** Source material follows **

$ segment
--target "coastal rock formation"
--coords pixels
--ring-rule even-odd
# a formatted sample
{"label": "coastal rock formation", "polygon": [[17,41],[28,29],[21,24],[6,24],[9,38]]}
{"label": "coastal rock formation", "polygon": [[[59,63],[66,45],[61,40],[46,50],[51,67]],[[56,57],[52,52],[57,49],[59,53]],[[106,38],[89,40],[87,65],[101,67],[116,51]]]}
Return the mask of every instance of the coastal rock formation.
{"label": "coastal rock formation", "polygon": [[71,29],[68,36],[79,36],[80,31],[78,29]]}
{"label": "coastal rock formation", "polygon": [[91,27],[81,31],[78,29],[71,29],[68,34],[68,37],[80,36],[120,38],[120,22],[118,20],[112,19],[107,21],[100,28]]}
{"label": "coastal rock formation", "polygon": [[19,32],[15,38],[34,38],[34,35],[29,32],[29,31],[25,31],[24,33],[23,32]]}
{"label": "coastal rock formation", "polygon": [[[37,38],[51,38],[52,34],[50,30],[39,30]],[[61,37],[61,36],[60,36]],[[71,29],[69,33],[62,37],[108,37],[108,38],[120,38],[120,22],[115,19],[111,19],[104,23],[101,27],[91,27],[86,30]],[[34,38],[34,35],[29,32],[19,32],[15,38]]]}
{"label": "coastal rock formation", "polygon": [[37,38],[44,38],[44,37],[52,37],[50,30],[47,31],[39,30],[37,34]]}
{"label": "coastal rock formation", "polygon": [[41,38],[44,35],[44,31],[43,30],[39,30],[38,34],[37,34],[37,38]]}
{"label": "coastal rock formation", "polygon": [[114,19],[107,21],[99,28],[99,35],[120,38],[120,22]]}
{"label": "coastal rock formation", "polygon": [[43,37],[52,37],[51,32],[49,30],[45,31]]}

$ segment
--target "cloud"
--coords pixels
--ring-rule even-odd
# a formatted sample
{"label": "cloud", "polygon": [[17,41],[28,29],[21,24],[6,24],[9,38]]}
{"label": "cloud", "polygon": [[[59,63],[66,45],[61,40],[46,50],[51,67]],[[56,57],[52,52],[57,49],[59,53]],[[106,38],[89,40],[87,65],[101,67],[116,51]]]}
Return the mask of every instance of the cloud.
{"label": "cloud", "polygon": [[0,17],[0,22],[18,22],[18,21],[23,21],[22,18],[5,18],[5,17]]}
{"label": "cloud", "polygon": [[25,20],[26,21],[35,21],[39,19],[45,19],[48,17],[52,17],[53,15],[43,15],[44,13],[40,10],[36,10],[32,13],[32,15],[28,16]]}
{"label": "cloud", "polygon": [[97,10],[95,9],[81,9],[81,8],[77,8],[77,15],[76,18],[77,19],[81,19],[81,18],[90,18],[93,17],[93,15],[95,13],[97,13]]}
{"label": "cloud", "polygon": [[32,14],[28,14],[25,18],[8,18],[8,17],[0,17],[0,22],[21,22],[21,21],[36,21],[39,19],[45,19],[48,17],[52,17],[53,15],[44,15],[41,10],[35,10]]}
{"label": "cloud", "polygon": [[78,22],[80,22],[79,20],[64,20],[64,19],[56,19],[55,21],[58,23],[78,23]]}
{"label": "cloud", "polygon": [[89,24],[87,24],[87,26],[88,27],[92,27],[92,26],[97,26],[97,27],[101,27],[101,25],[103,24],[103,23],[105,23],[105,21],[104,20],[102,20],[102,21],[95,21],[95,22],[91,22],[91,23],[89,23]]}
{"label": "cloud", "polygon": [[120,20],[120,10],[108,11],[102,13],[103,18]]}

** End of Source material **

▶ [To do]:
Each line of the data must come back exactly as written.

▶ [Response below]:
$ segment
--target "coastal rock formation"
--coords pixels
--ring-rule even-odd
# a formatted sample
{"label": "coastal rock formation", "polygon": [[17,41],[28,29],[21,24],[6,24],[9,38]]}
{"label": "coastal rock formation", "polygon": [[[59,63],[66,45],[61,40],[46,50],[51,67]],[[56,57],[52,52],[57,49],[59,53]],[[106,38],[89,40],[87,65],[101,67],[116,51]]]}
Return the mask of every instance of the coastal rock formation.
{"label": "coastal rock formation", "polygon": [[71,29],[68,36],[79,36],[80,31],[78,29]]}
{"label": "coastal rock formation", "polygon": [[91,27],[81,31],[78,29],[71,29],[68,34],[68,37],[80,36],[120,38],[120,22],[118,20],[112,19],[107,21],[100,28]]}
{"label": "coastal rock formation", "polygon": [[19,32],[15,38],[34,38],[34,35],[29,32],[29,31],[25,31],[24,33],[23,32]]}
{"label": "coastal rock formation", "polygon": [[[37,38],[51,38],[52,34],[50,30],[39,30]],[[61,37],[61,36],[60,36]],[[71,29],[69,33],[62,37],[108,37],[108,38],[120,38],[120,22],[115,19],[111,19],[104,23],[101,27],[91,27],[86,30]],[[34,38],[34,35],[29,32],[19,32],[15,38]]]}
{"label": "coastal rock formation", "polygon": [[37,38],[44,38],[44,37],[52,37],[50,30],[47,31],[39,30],[37,34]]}
{"label": "coastal rock formation", "polygon": [[41,38],[44,35],[44,31],[43,30],[39,30],[38,34],[37,34],[37,38]]}
{"label": "coastal rock formation", "polygon": [[114,19],[107,21],[99,28],[99,35],[120,38],[120,22]]}
{"label": "coastal rock formation", "polygon": [[43,37],[52,37],[51,32],[49,30],[45,31]]}

$ segment
--target "cloud"
--coords pixels
--ring-rule even-odd
# a formatted sample
{"label": "cloud", "polygon": [[17,41],[28,29],[21,24],[6,24],[9,38]]}
{"label": "cloud", "polygon": [[[59,63],[66,45],[61,40],[46,50],[51,67]],[[56,57],[52,52],[57,49],[59,53]],[[106,38],[89,40],[87,65],[101,67],[116,51]]]}
Return the mask of every instance of the cloud.
{"label": "cloud", "polygon": [[0,17],[0,22],[18,22],[18,21],[23,21],[22,18],[5,18],[5,17]]}
{"label": "cloud", "polygon": [[25,20],[26,21],[35,21],[39,19],[45,19],[48,17],[52,17],[53,15],[43,15],[44,13],[40,10],[36,10],[32,13],[32,15],[28,16]]}
{"label": "cloud", "polygon": [[97,10],[95,9],[81,9],[81,8],[77,8],[77,15],[76,18],[77,19],[81,19],[81,18],[90,18],[93,17],[93,15],[95,13],[97,13]]}
{"label": "cloud", "polygon": [[32,14],[28,14],[25,18],[8,18],[8,17],[0,17],[0,22],[21,22],[21,21],[36,21],[39,19],[45,19],[48,17],[52,17],[53,15],[44,15],[41,10],[35,10]]}
{"label": "cloud", "polygon": [[78,22],[80,22],[79,20],[64,20],[64,19],[56,19],[55,21],[58,23],[78,23]]}
{"label": "cloud", "polygon": [[89,24],[87,24],[87,26],[88,27],[92,27],[92,26],[97,26],[97,27],[101,27],[101,25],[103,24],[103,23],[105,23],[105,21],[104,20],[102,20],[102,21],[95,21],[95,22],[91,22],[91,23],[89,23]]}
{"label": "cloud", "polygon": [[120,20],[120,10],[108,11],[102,13],[103,18]]}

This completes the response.